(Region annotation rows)
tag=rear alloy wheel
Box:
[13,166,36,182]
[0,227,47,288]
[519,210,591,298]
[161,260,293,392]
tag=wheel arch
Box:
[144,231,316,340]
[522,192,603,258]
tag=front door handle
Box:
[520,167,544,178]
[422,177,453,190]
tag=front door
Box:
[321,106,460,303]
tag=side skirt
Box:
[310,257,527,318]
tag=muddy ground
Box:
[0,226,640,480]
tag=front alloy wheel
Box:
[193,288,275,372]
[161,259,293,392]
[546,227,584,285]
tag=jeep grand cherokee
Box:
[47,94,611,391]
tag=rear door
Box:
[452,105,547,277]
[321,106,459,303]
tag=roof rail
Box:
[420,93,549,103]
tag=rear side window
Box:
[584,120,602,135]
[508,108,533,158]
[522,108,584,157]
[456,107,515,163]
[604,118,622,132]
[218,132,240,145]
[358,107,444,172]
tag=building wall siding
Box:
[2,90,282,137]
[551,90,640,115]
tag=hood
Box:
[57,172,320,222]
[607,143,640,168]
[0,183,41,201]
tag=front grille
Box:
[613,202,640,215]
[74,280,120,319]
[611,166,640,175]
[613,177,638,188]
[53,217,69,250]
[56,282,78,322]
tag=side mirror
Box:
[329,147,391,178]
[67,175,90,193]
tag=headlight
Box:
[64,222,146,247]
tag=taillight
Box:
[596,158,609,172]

---

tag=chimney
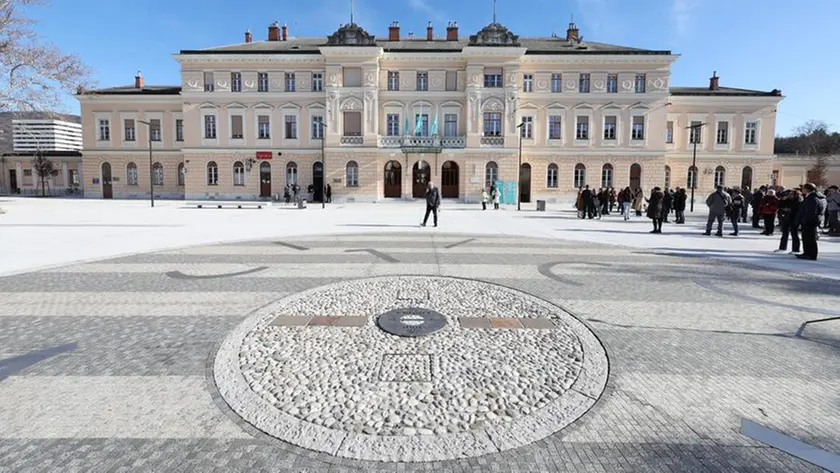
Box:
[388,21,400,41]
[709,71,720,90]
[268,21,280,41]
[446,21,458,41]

◆ Task details
Please switch every "door" to "panel" in the part that opens with the row containing "tag=wheel arch" and closes with the row containing "[420,93,549,103]", and give back only that part with all else unchanged.

◆ Solution to this exercise
tag=wheel arch
Box:
[144,231,316,340]
[522,192,603,258]
tag=front panel handle
Box:
[520,167,544,178]
[422,177,453,190]
tag=front panel
Box:
[321,106,460,303]
tag=side skirt
Box:
[310,257,527,318]
tag=muddy ground
Box:
[0,226,640,480]
tag=front alloy wheel
Box:
[193,288,275,372]
[161,259,293,392]
[546,227,584,285]
tag=jeep grand cherokee
Box:
[47,94,611,391]
tag=rear panel
Box:
[452,105,547,277]
[321,106,459,303]
tag=roof rail
Box:
[420,93,549,103]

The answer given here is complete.